** BEGIN Dataset records **

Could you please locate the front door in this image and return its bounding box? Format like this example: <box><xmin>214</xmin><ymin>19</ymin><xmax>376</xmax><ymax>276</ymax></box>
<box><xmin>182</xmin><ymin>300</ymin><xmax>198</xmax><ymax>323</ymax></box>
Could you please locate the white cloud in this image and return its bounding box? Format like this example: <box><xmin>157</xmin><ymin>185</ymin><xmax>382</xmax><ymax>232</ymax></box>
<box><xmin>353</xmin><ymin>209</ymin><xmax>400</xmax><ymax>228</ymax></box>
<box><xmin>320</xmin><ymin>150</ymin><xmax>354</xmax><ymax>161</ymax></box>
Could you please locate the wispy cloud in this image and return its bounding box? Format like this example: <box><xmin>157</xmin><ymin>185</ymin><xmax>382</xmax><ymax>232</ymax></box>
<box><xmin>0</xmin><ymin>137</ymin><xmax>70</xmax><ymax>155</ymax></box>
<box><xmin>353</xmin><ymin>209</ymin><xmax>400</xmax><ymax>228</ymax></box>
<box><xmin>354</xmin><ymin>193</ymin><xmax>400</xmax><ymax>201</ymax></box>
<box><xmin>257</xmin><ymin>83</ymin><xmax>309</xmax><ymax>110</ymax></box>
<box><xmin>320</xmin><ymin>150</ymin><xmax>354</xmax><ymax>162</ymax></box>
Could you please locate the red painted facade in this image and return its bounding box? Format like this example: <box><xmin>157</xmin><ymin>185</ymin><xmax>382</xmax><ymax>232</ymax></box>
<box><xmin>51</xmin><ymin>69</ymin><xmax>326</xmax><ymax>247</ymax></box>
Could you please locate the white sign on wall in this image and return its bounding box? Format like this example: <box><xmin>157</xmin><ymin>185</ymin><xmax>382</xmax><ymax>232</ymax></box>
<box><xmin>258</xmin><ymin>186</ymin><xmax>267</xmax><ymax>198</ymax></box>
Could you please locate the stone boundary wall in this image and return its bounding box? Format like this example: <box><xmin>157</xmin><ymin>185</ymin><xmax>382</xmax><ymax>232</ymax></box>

** END Dataset records **

-- Stated problem --
Reproduce all of the records above with "front door" replaced by "main entrance", leaving everything else unchanged.

-- Complete output --
Could you please locate the main entrance in this image and return its bounding box? Format like this example: <box><xmin>214</xmin><ymin>19</ymin><xmax>376</xmax><ymax>276</ymax></box>
<box><xmin>182</xmin><ymin>300</ymin><xmax>198</xmax><ymax>323</ymax></box>
Could you please locate the white cloud in this image and return its bounding box? Format like this example: <box><xmin>157</xmin><ymin>185</ymin><xmax>382</xmax><ymax>232</ymax></box>
<box><xmin>353</xmin><ymin>209</ymin><xmax>400</xmax><ymax>228</ymax></box>
<box><xmin>320</xmin><ymin>150</ymin><xmax>354</xmax><ymax>161</ymax></box>
Could you please locate the wispy cloud in this image and return its bounding box? Format like this example: <box><xmin>157</xmin><ymin>185</ymin><xmax>382</xmax><ymax>232</ymax></box>
<box><xmin>0</xmin><ymin>137</ymin><xmax>70</xmax><ymax>155</ymax></box>
<box><xmin>353</xmin><ymin>209</ymin><xmax>400</xmax><ymax>228</ymax></box>
<box><xmin>354</xmin><ymin>193</ymin><xmax>400</xmax><ymax>201</ymax></box>
<box><xmin>257</xmin><ymin>83</ymin><xmax>309</xmax><ymax>110</ymax></box>
<box><xmin>320</xmin><ymin>150</ymin><xmax>354</xmax><ymax>162</ymax></box>
Could you please locate the red painted facade in this image and return its bounding box? Format like this example: <box><xmin>157</xmin><ymin>185</ymin><xmax>382</xmax><ymax>232</ymax></box>
<box><xmin>51</xmin><ymin>69</ymin><xmax>326</xmax><ymax>247</ymax></box>
Could you please locate the white sign on wall in this image and return its bounding box? Format like this example: <box><xmin>157</xmin><ymin>185</ymin><xmax>382</xmax><ymax>232</ymax></box>
<box><xmin>258</xmin><ymin>186</ymin><xmax>267</xmax><ymax>198</ymax></box>
Could you please locate the stone boundary wall in this image and return its bounding box? Format like this example: <box><xmin>157</xmin><ymin>185</ymin><xmax>382</xmax><ymax>232</ymax></box>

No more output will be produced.